REQUIRED WORK ->
Every entry below should be reproduced exactly, with all pictures left out.

DATA EXCERPTS ->
+ + + + +
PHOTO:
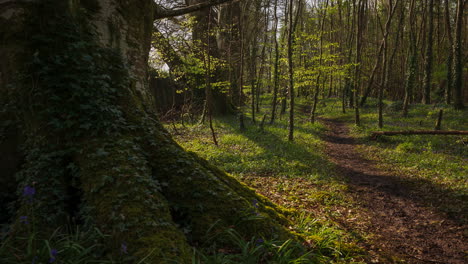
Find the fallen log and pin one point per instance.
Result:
(376, 134)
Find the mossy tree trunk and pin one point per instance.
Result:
(73, 84)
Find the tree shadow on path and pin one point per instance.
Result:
(403, 211)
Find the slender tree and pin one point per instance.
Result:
(74, 85)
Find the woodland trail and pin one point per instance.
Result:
(402, 225)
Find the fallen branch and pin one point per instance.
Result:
(376, 134)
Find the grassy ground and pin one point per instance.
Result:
(295, 175)
(436, 165)
(298, 175)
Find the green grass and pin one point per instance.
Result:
(435, 166)
(296, 175)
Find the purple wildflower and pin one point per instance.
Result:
(255, 203)
(123, 248)
(53, 254)
(29, 192)
(24, 219)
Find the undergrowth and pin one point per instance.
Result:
(295, 175)
(435, 166)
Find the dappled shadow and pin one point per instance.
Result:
(408, 213)
(310, 160)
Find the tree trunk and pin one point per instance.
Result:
(427, 82)
(74, 75)
(412, 61)
(275, 67)
(449, 89)
(458, 59)
(291, 72)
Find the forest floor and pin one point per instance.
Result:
(399, 199)
(402, 224)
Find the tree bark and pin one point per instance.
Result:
(75, 79)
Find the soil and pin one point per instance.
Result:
(404, 228)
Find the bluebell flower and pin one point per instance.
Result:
(53, 254)
(123, 248)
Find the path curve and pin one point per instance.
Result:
(402, 225)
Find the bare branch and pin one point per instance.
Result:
(164, 13)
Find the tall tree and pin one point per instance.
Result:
(74, 85)
(458, 58)
(427, 82)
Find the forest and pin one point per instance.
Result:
(233, 131)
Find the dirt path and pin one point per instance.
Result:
(403, 226)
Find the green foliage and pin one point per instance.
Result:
(61, 246)
(295, 171)
(431, 162)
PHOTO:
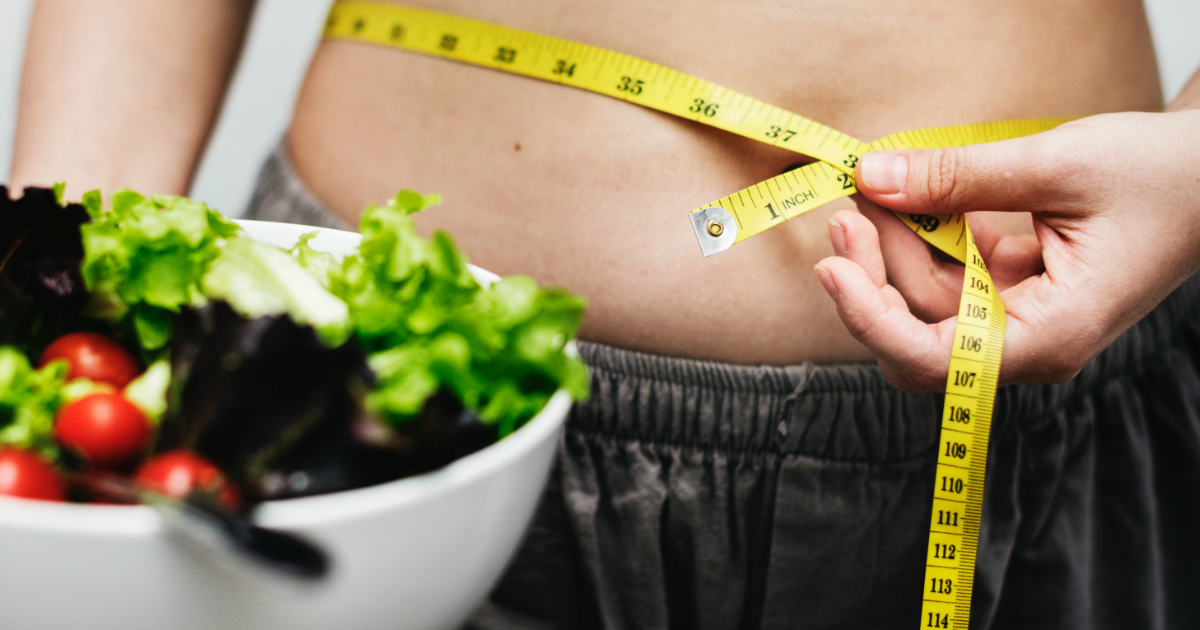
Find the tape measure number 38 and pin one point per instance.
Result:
(979, 334)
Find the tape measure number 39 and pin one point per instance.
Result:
(979, 333)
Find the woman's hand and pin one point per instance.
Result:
(1116, 213)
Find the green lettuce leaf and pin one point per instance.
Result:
(29, 399)
(145, 257)
(261, 280)
(430, 327)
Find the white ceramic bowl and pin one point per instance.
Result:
(418, 552)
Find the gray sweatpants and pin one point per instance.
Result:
(701, 495)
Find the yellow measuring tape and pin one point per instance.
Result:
(979, 334)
+ + + + +
ANSWER ->
PHOTO:
Find the fallen log and pin one point per instance.
Result:
(376, 134)
Find the mossy tree trunk and pin one point per instance.
Result:
(73, 84)
Find the tree shadow on path and pin one point per instance.
Result:
(403, 211)
Find the slender tree and pin one point per instance.
Result:
(74, 85)
Find the woodland trail and pin one point per instance.
Result:
(402, 225)
Find the fallen branch and pin one point per instance.
Result:
(376, 134)
Find the grassy ground and pin one point per instance.
Result:
(295, 175)
(436, 165)
(298, 175)
Find the green grass and pin one point per instance.
Result:
(435, 166)
(296, 175)
Find the purple wildflower and pin one point per instance.
Result:
(255, 203)
(123, 248)
(53, 254)
(29, 192)
(24, 219)
Find the undergrowth and pin one point per instance.
Result:
(295, 175)
(435, 166)
Find the dappled shadow and pin one point per instance.
Result:
(408, 213)
(310, 160)
Find the tree trunk and pin one point per instance.
Result:
(427, 82)
(74, 75)
(412, 61)
(275, 67)
(449, 89)
(458, 59)
(291, 72)
Find the forest floor and pin one point per instance.
Result:
(399, 199)
(402, 224)
Find the tree bark and pin one point per instance.
Result:
(75, 79)
Find the soil and pin one point per instance.
Result:
(404, 228)
Find the bluebell flower and pin one point per instance.
Result:
(53, 254)
(123, 248)
Find the path curve and pin one point per instance.
Result:
(402, 225)
Find the bare branch and pin one point per instance.
Result:
(164, 13)
Find the tall tree and pin one point per instance.
Result:
(74, 85)
(458, 58)
(427, 82)
Find the forest and pin one point per instance.
Result:
(233, 131)
Find the dirt path and pin one point per instance.
Result:
(403, 226)
Find the green foliage and pin one point per instance.
Result:
(61, 246)
(295, 171)
(431, 162)
PHOTO:
Find the tape measure number 38 and pin one point per instance.
Result:
(979, 334)
Find the tape measure number 39 and pin one point per instance.
Result:
(979, 333)
Find the woman's hand and pin one point per instance.
Result:
(1116, 213)
Find the green lettuce leaf and pin one point per instance.
Result:
(29, 399)
(145, 257)
(261, 280)
(430, 327)
Find the white ceramic bowl and pin one point per instance.
Result:
(418, 552)
Find the gray sweatpants and pin one point per instance.
Result:
(701, 495)
Find the yellow measuring tape and pin one point per instance.
Result:
(979, 334)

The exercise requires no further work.